(Texto mostrado)
━━━━━━━━━━━━━━━━━━━━
En el análisis se argumenta que, frente a una Casa Blanca que ya no se limita a pedir que Europa “dé un paso al frente”, sino que se mantenga al margen en cuestiones existenciales como el futuro de Ucrania, los países europeos deben responsabilizarse cada vez más de su propia seguridad y defensa. Aunque el declive de la Alianza Atlántica no sea motivo de alegría, los dirigentes europeos deben trabajar con urgencia para reforzar el pilar europeo de la Alianza, amén de adoptar medidas de protección de su seguridad en caso de que surja un nuevo orden post-OTAN tras la reconfiguración geopolítica en curso.

Aunque no esté al alcance de inmediato, la visión de futuro para hacer realidad una Unión Europea de la Defensa debería animar y sustentar las deliberaciones actuales entre los países de la Unión Europea y sus socios. En el artículo se esboza un programa para Europa en ese sentido. Mientras tanto, no deben escatimarse esfuerzos para apoyar a Kyiv en esta coyuntura tan decisiva. El modo en el que se resuelva la guerra determinará el contexto de seguridad en el que quedará circunscrita Europa en los años venideros.

Análisis

Podría decirse que 2025 representa el punto de inflexión geopolítico más peligroso para Europa desde 1945. De hecho, podríamos estar presenciando los últimos días de los 80 años del orden euroatlántico que sirvió para proporcionar el periodo más prolongado de paz y prosperidad del continente. En 2022, la agresión bélica de Rusia contra Ucrania obligó ya a Europa a poner fin de forma abrupta a esas vacaciones autocomplacientes para reincorporarse al transcurso de la Historia y afrontar el regreso de la violencia interestatal a una escala que no se veía desde la Segunda Guerra Mundial. Y ahora, un gobierno estadounidense radical que parece haber declarado la guerra a todo lo que representaba Estados Unidos (EEUU) en el pasado podría estar asestándole el golpe de gracia a este periodo histórico.

En el par de meses transcurridos desde su llegada al poder, la Administración liderada por Trump ha lanzado una serie de ondas de choque a Europa: ha declarado sin ambages que Europa ya no es una prioridad estratégica para Washington; ha puesto en marcha un enfoque de transaccionalidad brutal en lo que atañe a la Organización del Tratado del Atlántico Norte (OTAN); ha señalado con el dedo a Bruselas como un adversario en los ámbitos del comercio y la regulación, hasta el punto de que el presidente de EEUU ha afirmado que la Unión Europea (UE) “se creó con el fin de joder [sic] a Estados Unidos”; ha dado preferencia a los canales bilaterales con un grupo selecto de dirigentes europeos, al tiempo que se inmiscuía una y otra vez en la política interna de varios aliados tradicionales; y se ha enzarzado en un conflicto comercial con Europa pese a los denodados esfuerzos de Bruselas por evitar perturbaciones injustificadas de la economía transatlántica, considerado el mercado más grande y próspero del mundo.
━━━━━━━━━━━━━━━━━━━━
(Material)

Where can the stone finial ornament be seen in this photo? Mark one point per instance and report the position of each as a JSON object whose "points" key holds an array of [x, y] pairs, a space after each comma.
━━━━━━━━━━━━━━━━━━━━
(Ejercicio propuesto)
Según el texto sobre la defensa europea, ¿qué año podría considerarse el punto de inflexión geopolítico más peligroso para Europa desde 1945? Las líneas no hacen falta aquí.

(Solución redactada)
El año 2025.